*MATERIAL TO PROCESS*:
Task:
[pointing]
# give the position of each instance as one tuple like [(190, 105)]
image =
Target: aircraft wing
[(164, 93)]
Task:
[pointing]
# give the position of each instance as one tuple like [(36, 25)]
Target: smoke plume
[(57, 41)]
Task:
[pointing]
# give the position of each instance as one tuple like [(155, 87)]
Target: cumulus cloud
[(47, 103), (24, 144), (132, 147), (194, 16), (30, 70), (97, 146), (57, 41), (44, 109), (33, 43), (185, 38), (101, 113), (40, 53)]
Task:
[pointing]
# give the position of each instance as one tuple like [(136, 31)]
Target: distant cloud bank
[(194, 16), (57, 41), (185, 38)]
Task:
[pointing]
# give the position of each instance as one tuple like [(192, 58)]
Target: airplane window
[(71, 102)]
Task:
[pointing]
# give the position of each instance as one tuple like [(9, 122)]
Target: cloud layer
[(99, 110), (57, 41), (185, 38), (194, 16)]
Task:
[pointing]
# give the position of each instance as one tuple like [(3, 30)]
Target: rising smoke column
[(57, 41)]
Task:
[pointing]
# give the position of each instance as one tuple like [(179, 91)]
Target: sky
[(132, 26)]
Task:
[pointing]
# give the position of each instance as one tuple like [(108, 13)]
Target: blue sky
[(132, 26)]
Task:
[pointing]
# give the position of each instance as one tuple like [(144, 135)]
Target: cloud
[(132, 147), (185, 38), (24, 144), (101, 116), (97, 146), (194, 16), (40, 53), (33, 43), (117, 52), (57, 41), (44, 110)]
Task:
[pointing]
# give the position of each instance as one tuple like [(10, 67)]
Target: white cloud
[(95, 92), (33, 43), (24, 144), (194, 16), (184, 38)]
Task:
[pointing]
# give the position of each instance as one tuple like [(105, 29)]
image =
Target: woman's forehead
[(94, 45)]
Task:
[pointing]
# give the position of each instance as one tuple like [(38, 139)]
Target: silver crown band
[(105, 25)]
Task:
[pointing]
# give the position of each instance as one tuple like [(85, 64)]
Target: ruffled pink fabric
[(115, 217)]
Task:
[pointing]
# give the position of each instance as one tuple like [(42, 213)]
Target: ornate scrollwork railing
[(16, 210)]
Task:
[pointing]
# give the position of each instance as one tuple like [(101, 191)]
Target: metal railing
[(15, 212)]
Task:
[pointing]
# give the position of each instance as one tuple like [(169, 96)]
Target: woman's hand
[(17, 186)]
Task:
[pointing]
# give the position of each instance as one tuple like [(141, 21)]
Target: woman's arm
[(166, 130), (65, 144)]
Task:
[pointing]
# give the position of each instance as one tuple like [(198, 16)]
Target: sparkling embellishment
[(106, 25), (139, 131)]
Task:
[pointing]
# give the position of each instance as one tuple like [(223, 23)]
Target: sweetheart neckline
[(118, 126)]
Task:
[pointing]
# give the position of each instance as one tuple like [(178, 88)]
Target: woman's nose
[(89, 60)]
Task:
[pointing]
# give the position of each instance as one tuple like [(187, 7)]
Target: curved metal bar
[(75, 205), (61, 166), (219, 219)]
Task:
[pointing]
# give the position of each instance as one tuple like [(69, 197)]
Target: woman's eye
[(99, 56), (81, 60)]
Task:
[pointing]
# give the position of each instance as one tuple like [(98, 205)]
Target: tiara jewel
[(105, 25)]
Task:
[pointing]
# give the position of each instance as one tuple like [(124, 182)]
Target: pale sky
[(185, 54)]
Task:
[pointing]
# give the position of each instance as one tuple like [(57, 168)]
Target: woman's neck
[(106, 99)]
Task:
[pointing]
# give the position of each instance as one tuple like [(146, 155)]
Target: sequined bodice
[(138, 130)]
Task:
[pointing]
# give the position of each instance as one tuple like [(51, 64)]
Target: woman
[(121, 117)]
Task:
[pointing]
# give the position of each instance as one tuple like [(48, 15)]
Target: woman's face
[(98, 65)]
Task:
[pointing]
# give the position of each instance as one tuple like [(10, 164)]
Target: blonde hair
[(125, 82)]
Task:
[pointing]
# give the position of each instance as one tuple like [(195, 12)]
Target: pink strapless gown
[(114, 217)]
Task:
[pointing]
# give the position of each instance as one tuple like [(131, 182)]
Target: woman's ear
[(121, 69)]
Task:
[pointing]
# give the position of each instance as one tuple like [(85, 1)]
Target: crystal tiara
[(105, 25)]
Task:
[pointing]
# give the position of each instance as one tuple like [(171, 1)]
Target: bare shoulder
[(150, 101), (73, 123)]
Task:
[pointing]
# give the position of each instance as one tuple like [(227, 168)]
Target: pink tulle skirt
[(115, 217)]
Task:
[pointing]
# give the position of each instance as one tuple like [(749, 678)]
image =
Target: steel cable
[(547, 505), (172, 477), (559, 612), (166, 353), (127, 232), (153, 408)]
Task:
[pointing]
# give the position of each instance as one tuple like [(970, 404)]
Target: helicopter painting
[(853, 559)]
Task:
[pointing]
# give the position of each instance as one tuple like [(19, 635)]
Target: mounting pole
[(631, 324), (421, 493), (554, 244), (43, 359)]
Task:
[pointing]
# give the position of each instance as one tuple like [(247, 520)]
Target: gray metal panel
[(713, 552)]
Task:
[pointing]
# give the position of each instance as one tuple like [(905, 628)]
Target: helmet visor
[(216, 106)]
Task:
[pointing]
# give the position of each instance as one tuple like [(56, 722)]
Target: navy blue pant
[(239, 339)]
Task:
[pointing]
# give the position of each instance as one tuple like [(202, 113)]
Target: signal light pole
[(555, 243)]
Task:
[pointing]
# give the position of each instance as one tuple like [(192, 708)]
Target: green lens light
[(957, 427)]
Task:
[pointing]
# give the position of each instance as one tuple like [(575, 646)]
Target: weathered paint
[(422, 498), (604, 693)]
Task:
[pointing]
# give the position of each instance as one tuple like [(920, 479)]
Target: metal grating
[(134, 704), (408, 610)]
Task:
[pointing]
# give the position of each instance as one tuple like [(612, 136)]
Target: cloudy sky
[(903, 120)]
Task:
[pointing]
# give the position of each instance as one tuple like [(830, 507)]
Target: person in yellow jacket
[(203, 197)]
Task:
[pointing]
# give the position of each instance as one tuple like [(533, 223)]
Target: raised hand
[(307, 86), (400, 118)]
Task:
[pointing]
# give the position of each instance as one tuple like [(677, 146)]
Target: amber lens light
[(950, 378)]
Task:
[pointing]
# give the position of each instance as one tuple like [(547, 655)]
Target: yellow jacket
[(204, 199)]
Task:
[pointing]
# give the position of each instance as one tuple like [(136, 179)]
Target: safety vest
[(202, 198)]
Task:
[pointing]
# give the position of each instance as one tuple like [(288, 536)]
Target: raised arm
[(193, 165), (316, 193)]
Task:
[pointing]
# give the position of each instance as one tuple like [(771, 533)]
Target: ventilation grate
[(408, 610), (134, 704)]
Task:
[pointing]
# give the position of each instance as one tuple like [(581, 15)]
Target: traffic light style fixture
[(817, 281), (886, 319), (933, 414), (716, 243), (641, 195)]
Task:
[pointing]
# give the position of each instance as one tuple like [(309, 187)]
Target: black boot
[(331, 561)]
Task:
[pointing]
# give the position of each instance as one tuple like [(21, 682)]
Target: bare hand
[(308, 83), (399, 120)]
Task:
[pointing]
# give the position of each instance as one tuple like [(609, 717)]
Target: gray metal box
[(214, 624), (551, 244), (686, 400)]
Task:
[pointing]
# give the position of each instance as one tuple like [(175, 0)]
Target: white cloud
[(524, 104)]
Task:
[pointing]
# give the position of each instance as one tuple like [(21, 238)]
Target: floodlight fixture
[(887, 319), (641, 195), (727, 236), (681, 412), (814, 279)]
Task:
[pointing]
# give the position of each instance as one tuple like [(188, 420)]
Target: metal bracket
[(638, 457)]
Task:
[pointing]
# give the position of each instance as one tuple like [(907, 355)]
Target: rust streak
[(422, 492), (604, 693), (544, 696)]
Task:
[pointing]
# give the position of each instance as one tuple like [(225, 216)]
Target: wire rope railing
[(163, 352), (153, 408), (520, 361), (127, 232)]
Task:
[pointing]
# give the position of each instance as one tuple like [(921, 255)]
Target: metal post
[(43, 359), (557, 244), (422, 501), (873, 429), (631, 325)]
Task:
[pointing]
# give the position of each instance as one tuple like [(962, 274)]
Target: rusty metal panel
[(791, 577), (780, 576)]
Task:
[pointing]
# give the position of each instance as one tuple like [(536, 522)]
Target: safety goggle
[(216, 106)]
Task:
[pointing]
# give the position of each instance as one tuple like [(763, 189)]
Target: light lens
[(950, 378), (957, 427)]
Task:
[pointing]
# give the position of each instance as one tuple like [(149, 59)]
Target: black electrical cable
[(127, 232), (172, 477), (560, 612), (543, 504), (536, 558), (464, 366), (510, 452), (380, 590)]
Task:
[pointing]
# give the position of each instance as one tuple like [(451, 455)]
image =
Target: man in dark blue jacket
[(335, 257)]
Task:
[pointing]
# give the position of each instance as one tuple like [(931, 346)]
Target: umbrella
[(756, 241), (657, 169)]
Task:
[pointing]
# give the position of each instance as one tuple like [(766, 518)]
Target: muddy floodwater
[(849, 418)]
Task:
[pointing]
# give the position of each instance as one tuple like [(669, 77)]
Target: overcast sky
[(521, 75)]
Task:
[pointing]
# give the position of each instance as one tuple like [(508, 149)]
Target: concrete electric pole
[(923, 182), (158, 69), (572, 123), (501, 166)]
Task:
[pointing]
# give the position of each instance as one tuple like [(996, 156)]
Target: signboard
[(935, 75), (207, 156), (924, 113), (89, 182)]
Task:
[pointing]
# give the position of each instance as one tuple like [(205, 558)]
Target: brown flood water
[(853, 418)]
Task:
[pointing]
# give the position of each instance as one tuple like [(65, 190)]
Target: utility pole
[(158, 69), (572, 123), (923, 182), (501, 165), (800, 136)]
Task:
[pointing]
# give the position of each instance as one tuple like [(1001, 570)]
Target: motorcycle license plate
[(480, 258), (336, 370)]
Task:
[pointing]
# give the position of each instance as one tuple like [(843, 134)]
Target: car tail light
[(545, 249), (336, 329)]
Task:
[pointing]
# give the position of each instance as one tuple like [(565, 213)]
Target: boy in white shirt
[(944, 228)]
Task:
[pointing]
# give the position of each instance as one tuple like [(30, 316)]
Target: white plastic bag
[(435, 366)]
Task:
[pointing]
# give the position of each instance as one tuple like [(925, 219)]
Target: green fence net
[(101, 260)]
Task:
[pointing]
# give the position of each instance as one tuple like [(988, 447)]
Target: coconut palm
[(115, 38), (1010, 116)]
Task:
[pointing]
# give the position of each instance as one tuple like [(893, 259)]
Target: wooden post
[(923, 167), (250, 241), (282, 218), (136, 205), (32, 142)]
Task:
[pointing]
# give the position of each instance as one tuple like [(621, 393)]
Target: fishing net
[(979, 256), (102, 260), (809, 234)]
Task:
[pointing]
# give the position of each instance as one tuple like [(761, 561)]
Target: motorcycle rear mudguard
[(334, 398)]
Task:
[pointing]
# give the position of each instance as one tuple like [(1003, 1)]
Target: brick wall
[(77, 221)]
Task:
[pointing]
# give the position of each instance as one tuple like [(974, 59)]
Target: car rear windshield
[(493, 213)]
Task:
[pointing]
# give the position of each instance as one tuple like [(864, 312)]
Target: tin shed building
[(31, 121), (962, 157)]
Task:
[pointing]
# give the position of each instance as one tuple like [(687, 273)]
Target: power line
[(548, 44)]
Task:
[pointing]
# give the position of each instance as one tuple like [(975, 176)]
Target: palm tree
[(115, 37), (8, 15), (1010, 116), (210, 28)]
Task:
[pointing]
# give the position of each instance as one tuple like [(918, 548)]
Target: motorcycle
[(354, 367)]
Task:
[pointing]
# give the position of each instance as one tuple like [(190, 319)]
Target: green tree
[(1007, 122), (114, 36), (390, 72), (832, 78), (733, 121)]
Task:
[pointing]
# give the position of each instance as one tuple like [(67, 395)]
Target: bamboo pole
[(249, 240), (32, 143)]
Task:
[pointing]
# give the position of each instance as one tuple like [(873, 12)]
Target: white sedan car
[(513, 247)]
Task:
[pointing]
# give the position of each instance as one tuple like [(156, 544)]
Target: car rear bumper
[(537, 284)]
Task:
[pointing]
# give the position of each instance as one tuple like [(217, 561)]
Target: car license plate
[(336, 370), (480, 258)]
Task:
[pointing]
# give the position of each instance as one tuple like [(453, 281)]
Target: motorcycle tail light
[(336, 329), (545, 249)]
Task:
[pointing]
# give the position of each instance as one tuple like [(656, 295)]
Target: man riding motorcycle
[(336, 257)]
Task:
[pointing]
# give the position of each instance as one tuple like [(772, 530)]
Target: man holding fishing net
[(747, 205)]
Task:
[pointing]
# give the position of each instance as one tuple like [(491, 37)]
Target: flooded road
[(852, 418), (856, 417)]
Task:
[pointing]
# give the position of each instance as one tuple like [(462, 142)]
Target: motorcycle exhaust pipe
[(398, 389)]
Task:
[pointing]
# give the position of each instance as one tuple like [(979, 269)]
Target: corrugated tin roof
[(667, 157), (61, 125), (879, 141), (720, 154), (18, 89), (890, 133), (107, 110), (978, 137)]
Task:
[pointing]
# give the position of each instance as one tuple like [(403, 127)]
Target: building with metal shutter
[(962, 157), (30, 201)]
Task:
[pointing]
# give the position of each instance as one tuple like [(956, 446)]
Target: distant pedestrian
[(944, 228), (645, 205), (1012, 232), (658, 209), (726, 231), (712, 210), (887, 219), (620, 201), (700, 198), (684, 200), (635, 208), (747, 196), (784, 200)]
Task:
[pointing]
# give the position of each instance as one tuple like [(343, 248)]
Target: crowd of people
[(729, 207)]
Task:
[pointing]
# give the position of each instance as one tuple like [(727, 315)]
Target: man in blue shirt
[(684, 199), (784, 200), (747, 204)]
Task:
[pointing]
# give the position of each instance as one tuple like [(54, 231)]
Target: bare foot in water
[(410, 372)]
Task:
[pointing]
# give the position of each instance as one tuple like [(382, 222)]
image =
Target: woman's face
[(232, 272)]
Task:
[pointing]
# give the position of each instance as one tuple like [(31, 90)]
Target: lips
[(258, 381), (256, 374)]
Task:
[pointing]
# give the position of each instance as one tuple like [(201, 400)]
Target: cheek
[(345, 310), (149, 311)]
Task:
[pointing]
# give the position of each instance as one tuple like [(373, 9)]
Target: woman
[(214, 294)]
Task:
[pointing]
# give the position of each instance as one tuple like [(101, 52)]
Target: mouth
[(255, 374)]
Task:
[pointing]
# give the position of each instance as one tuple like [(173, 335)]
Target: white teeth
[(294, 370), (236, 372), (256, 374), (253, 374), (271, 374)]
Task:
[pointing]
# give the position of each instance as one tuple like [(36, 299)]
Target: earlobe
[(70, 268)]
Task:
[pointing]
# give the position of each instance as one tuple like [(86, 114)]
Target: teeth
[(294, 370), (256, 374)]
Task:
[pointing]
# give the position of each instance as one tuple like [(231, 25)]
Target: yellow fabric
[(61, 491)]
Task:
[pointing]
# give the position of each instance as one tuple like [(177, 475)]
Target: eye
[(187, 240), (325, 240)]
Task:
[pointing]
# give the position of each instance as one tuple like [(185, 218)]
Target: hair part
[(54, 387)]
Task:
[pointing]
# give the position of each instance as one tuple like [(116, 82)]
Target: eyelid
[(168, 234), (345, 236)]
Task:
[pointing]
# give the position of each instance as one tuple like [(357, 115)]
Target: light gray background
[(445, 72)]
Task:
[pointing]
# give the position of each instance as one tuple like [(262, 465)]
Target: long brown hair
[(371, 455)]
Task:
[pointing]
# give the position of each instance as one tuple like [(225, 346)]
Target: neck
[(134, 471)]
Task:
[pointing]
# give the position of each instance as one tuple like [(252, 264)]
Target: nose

*WHAT IS ASKED*: Which lines in the rows above contain the word "smoke"? Pick out each of them and copy it in full.

*OUTPUT BELOW*:
Target: smoke plume
Target: rising smoke column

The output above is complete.